EXERCISE GOAL:
Excluding any images, copy all of the lines below precisely as written.
** SUPPLIED RECORDS follows **
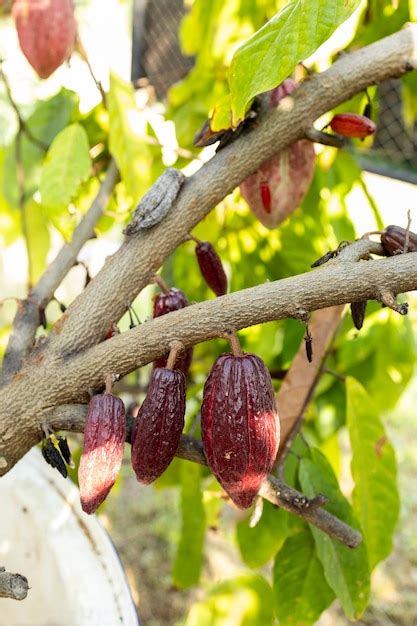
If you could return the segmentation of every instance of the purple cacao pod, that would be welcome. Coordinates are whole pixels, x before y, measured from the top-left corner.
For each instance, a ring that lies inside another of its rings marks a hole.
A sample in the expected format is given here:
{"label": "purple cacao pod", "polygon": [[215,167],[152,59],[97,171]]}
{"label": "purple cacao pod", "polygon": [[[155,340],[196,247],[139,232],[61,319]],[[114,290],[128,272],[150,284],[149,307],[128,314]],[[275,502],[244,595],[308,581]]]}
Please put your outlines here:
{"label": "purple cacao pod", "polygon": [[223,296],[227,292],[227,277],[216,250],[209,241],[199,241],[195,253],[204,280],[216,296]]}
{"label": "purple cacao pod", "polygon": [[[183,309],[184,307],[188,306],[188,304],[189,302],[185,293],[181,291],[181,289],[171,287],[168,293],[160,293],[156,296],[153,303],[153,316],[160,317],[161,315],[166,315],[171,311]],[[178,355],[177,360],[175,361],[175,369],[181,370],[184,373],[184,376],[187,376],[192,358],[193,349],[186,348]],[[165,367],[167,359],[168,354],[160,357],[159,359],[154,361],[154,367]]]}
{"label": "purple cacao pod", "polygon": [[81,506],[94,513],[119,473],[126,439],[126,413],[111,393],[93,396],[88,406],[84,447],[78,468]]}
{"label": "purple cacao pod", "polygon": [[[404,250],[407,230],[401,226],[387,226],[381,235],[381,244],[387,256],[400,254]],[[417,252],[417,234],[408,233],[408,249],[407,252]]]}
{"label": "purple cacao pod", "polygon": [[201,431],[213,474],[239,508],[248,508],[272,469],[280,433],[271,377],[259,357],[217,359],[204,387]]}
{"label": "purple cacao pod", "polygon": [[184,374],[155,369],[132,432],[132,467],[139,482],[153,482],[171,463],[180,443],[184,413]]}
** End of SUPPLIED RECORDS **
OUTPUT:
If you could return the segmentation of every instance of the purple cacao pod, that would be welcome. Coordinates are whole pixels, x before y, measured from the top-left corner.
For each instance, a ring that lies inside another of its rings marks a hole.
A sample in the expected format is given here:
{"label": "purple cacao pod", "polygon": [[215,167],[152,59],[97,171]]}
{"label": "purple cacao pod", "polygon": [[[155,340],[196,247],[139,232],[61,319]],[[114,290],[128,272],[150,284],[149,307],[128,314]],[[275,502],[244,595],[308,581]]]}
Please put your outlines here:
{"label": "purple cacao pod", "polygon": [[223,296],[227,292],[227,277],[216,250],[209,241],[199,241],[195,253],[204,280],[216,296]]}
{"label": "purple cacao pod", "polygon": [[[183,309],[184,307],[188,306],[188,304],[189,302],[185,293],[181,291],[181,289],[171,287],[168,293],[160,293],[156,296],[153,303],[153,316],[160,317],[161,315],[166,315],[171,311]],[[178,355],[177,360],[175,361],[175,369],[181,370],[184,373],[184,376],[187,376],[192,358],[193,349],[186,348]],[[165,367],[167,359],[168,354],[160,357],[159,359],[154,361],[154,367]]]}
{"label": "purple cacao pod", "polygon": [[81,506],[94,513],[119,473],[126,439],[126,413],[111,393],[93,396],[88,406],[84,447],[78,468]]}
{"label": "purple cacao pod", "polygon": [[[404,250],[407,230],[401,226],[387,226],[381,235],[381,244],[387,256],[400,254]],[[417,252],[417,234],[408,233],[408,249],[407,252]]]}
{"label": "purple cacao pod", "polygon": [[201,431],[213,474],[239,508],[248,508],[272,469],[280,433],[271,377],[259,357],[217,359],[204,387]]}
{"label": "purple cacao pod", "polygon": [[184,374],[155,369],[132,432],[132,467],[139,482],[153,482],[171,463],[180,443],[184,413]]}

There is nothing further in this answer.